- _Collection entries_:
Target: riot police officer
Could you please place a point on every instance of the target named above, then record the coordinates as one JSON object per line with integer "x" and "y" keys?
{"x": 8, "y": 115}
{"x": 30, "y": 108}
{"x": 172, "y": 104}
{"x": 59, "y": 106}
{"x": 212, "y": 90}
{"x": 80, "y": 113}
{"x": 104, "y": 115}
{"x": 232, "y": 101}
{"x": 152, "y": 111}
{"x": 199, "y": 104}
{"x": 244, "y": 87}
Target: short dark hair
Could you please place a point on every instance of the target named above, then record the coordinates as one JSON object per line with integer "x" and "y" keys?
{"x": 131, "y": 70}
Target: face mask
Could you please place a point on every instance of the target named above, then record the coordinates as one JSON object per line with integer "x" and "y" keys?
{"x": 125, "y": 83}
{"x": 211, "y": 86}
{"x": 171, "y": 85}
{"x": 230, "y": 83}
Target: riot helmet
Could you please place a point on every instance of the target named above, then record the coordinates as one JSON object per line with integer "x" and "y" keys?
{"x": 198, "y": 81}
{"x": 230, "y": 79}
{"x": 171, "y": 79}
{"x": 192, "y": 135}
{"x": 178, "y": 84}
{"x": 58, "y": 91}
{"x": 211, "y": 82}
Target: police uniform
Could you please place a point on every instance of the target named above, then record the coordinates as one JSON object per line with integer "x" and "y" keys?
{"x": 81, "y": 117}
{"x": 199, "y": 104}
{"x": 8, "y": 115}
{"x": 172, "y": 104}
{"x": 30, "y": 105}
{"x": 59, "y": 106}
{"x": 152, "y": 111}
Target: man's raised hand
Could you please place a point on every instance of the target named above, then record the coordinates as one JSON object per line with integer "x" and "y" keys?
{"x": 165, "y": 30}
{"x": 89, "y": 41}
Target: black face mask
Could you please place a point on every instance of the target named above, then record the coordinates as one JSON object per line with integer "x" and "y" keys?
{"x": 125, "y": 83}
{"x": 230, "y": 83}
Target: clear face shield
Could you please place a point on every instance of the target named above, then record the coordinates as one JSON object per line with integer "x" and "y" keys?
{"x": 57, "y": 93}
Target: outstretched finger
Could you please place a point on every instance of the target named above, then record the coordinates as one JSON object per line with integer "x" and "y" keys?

- _Requirement_:
Write out all the records again, replacing every "face mask" with "mouth covering" and leaving everything else unchanged.

- _Exercise answer_:
Target: riot police officer
Could you please place a point on every instance of the target named above, then record the coordinates as one JSON object per line with integer "x" and "y" keys?
{"x": 8, "y": 115}
{"x": 30, "y": 108}
{"x": 172, "y": 104}
{"x": 59, "y": 106}
{"x": 212, "y": 90}
{"x": 80, "y": 113}
{"x": 104, "y": 115}
{"x": 232, "y": 101}
{"x": 152, "y": 111}
{"x": 199, "y": 104}
{"x": 244, "y": 87}
Target: short dark hair
Could you please place a point on every instance of the target named above, then record the coordinates as one JSON object per line with integer "x" and "y" keys?
{"x": 131, "y": 70}
Target: mouth covering
Could you please place a point on every instance of the target named above, then record the coordinates as one JSON object per line with integer "x" and "y" keys?
{"x": 125, "y": 83}
{"x": 211, "y": 86}
{"x": 171, "y": 85}
{"x": 230, "y": 83}
Target: riot helmet
Could you please place a point on every instance of the target named above, then record the coordinates as one JSON object per line with integer "x" and "y" keys?
{"x": 198, "y": 81}
{"x": 230, "y": 79}
{"x": 171, "y": 79}
{"x": 192, "y": 135}
{"x": 178, "y": 84}
{"x": 58, "y": 91}
{"x": 211, "y": 82}
Target: police uniform
Could you please place a point on every instance of the target named above, then record the coordinates as one JSON object per line with integer "x" and "y" keys?
{"x": 81, "y": 117}
{"x": 199, "y": 104}
{"x": 8, "y": 115}
{"x": 172, "y": 104}
{"x": 30, "y": 105}
{"x": 59, "y": 106}
{"x": 152, "y": 111}
Target: man's raised hand
Could you please place a point on every instance of the target named above, then record the coordinates as one JSON object per line with integer "x" and "y" keys?
{"x": 165, "y": 30}
{"x": 89, "y": 41}
Target: black mouth covering
Could you please place a point on every instance of the target named above, then record the coordinates as one JSON object per line with integer "x" and "y" keys?
{"x": 125, "y": 83}
{"x": 230, "y": 83}
Target: clear face shield
Could you please place a point on every instance of the target named above, then record the coordinates as one JSON object per line with integer "x" and "y" keys?
{"x": 57, "y": 93}
Target: outstretched finger
Could you please place a point on every instance of the target named above, then record the coordinates as one JSON object per line with integer "x" and "y" keys?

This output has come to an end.